● **Work request**
List each reason the patch below gives for why using `claude --dangerously-skip-permissions` is safe.

● **Excerpt**
From 00f96f1c7bb17fc5218859cba9263b9c5fa1304b Mon Sep 17 00:00:00 2001
From: Claude <noreply@anthropic.com>
Date: Sat, 21 Mar 2026 22:05:21 +0000
Subject: [PATCH 2/2] Fix autoresearch scripts for local Claude Code CLI usage

- Use `claude --dangerously-skip-permissions --max-turns 20` for unattended operation
- Separate test run from benchmark run (avoid running tests twice)
- Add CLI availability check
- Improve logging with printf instead of echo -e
- Show percentage improvement in final summary

https://claude.ai/code/session_01GfoPorZWo99NczxzJTYh9Q
---
 autoresearch/autoresearch.sh  | 114 ++++++++++++++++++++++------------
 autoresearch/run_benchmark.sh |  10 +--
 2 files changed, 79 insertions(+), 45 deletions(-)

diff --git a/autoresearch/autoresearch.sh b/autoresearch/autoresearch.sh
index 701ee3d8b..631084066 100755
--- a/autoresearch/autoresearch.sh
+++ b/autoresearch/autoresearch.sh
@@ -8,12 +8,20 @@
 #   ./autoresearch/autoresearch.sh [max_iterations]
 #
 # Prerequisites:
-#   - Claude Code CLI installed and authenticated
+#   - Claude Code CLI installed and authenticated (`claude` on PATH)
 #   - Java toolchain (JDK 25) available for builds
+#   - Run from the graphql-java project root
+#
+# Permissions:
+#   The script uses `claude --dangerously-skip-permissions` so the agent can
+#   edit files without interactive approval prompts. This is safe here because:
+#   - The agent is scoped to src/main/java/ edits only (via prompt)
+#   - Tests gate every change (bad edits get reverted)
+#   - Git tracks everything
 #
 # The loop:
 #   1. Get baseline benchmark score
-#   2. Ask Claude to make ONE optimization
+#   2. Ask Claude (Sonnet) to make ONE optimization
 #   3. Run tests + benchmark
 #   4. Keep if improved, revert if not
 #   5. Repeat
@@ -28,9 +36,15 @@ BEST_SCORE_FILE="$SCRIPT_DIR/.best_score"
 
 cd "$PROJECT_DIR"
 
+# Verify claude CLI is available
+if ! command -v claude &>/dev/null; then
+    echo "ERROR: 'claude' CLI not found on PATH. Install Claude Code first."
+    exit 1
+fi
+
 # Initialize log
 if [ ! -f "$LOG_FILE" ]; then
-    echo -e "iteration\tcommit\tscore\tdelta\tstatus\tdescription" > "$LOG_FILE"
+    printf "iteration\tcommit\tscore\tdelta\tstatus\tdescription\n" > "$LOG_FILE"
 fi
 
 # Get baseline score
@@ -44,7 +58,6 @@ echo "Baseline: $BASELINE ops/s"
 echo "$BASELINE" > "$BEST_SCORE_FILE"
 
 BEST_SCORE="$BASELINE"
-COMMIT_BEFORE=$(git rev-parse HEAD)
 
 for i in $(seq 1 "$MAX_ITERATIONS"); do
     echo ""
@@ -53,45 +66,63 @@ for i in $(seq 1 "$MAX_ITERATIONS"); do
     echo "=== Best score: $BEST_SCORE ops/s ==="

● **Extracted entries**
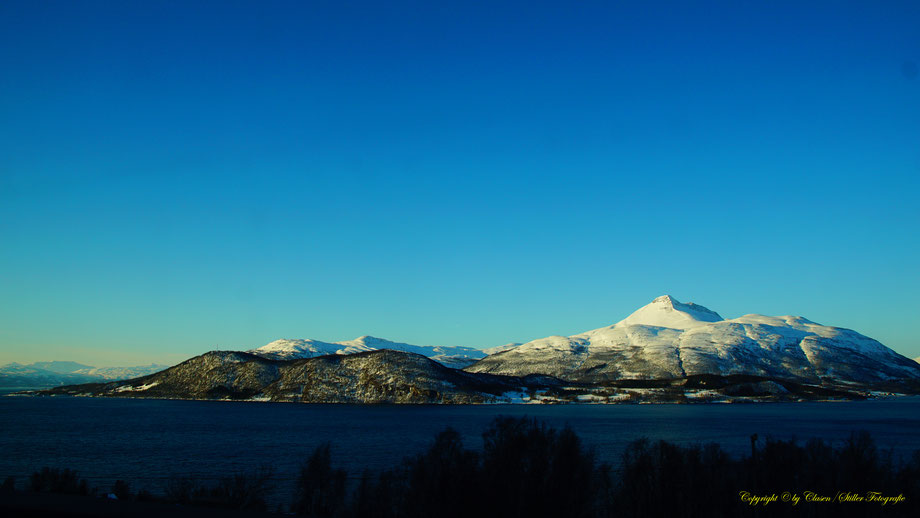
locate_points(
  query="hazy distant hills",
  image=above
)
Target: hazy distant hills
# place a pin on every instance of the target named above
(664, 351)
(670, 339)
(55, 373)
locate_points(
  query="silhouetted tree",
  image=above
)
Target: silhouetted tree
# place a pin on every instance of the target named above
(443, 481)
(320, 489)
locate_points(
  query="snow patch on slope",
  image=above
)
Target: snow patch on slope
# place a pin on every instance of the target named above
(288, 349)
(666, 311)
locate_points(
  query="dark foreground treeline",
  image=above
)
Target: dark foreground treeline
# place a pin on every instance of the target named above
(526, 469)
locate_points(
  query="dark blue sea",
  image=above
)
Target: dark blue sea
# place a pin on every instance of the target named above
(146, 442)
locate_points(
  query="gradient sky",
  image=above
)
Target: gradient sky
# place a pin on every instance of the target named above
(177, 178)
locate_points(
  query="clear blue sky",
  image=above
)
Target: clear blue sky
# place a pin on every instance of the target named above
(176, 178)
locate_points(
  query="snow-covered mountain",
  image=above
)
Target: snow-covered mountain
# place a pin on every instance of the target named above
(53, 373)
(290, 349)
(670, 339)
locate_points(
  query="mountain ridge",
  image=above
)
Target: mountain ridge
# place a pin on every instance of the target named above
(667, 338)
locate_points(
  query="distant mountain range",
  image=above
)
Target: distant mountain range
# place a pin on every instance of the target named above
(55, 373)
(664, 351)
(670, 339)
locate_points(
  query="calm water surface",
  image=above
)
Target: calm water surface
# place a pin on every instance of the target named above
(148, 441)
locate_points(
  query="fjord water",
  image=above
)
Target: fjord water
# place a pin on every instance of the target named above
(147, 442)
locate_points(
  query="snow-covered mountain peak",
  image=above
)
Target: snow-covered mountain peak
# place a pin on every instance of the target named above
(666, 311)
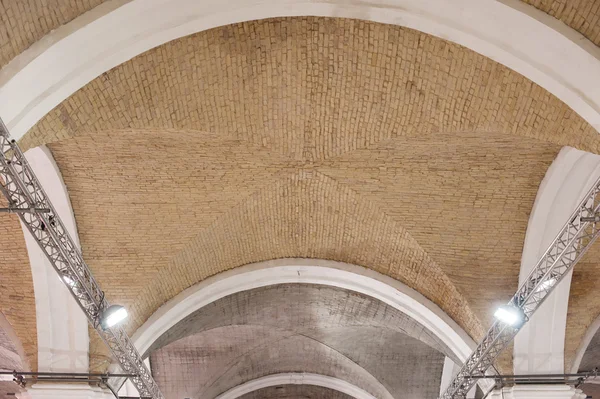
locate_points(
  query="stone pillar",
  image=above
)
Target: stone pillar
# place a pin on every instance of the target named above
(64, 391)
(538, 392)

● **Task result**
- The agent is scoped to src/main/java/ edits only (via prompt).
- Tests gate every change (bad edits get reverted).
- Git tracks everything.